What you are asked to do: Could you reproduce everything in the LED lighting article from "The use of LED" down to "the inexpensive lights.", word for word?

Given passage:
The Lighting Paradox: Cheaper, Efficient LEDs Save Energy, and People Use More

The effort to replace current bulbs with LEDs gets a boost from cheaper materials, but it only feeds society's addiction to light.

The use of LED lights will save money, but might encourage more lighting

An LED lighting project in Portland, Ore. Credit: U.S. Department of Energy

New research at Rutgers University has shown how to slash the cost of highly efficient light emitting diodes (LEDs) and significantly reduce lighting's energy requirements. The energy savings, however, will likely be eroded as people find new uses for the inexpensive lights.

It's a classic example of how a solution to a problem may cause more problems, or at least nullify the solution.

"I am doubtful that we will save any energy by going to LED lights," said Thomas Theis, director of the Institute for Environmental Science and Policy at the University of Illinois at Chicago.

LED lights use just 10 percent of the energy of incandescent lights and less than half the energy of today's compact fluorescent (CFL) bulbs.  An LED that uses 6 watts of electricity, for example, produces the same amount of light as a 14-watt CFL bulb or a 60-watt incandescent bulb.  According to the U.S. Department of Energy, electricity used for artificial lighting in the U.S. could be cut nearly in half by 2030 through the adoption of high efficiency LEDs.

Given information:

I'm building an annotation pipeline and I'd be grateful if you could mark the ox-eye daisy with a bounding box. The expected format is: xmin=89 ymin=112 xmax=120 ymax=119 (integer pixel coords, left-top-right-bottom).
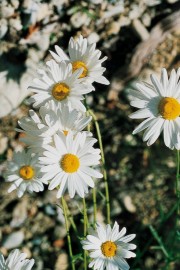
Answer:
xmin=81 ymin=222 xmax=136 ymax=270
xmin=130 ymin=66 xmax=180 ymax=149
xmin=6 ymin=150 xmax=47 ymax=197
xmin=39 ymin=132 xmax=102 ymax=198
xmin=29 ymin=60 xmax=94 ymax=112
xmin=50 ymin=35 xmax=109 ymax=84
xmin=16 ymin=103 xmax=92 ymax=152
xmin=0 ymin=249 xmax=34 ymax=270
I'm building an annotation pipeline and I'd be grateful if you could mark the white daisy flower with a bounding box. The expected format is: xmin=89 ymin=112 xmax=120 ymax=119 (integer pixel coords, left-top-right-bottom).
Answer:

Task result:
The use of LED lights will save money, but might encourage more lighting

An LED lighting project in Portland, Ore. Credit: U.S. Department of Energy

New research at Rutgers University has shown how to slash the cost of highly efficient light emitting diodes (LEDs) and significantly reduce lighting's energy requirements. The energy savings, however, will likely be eroded as people find new uses for the inexpensive lights.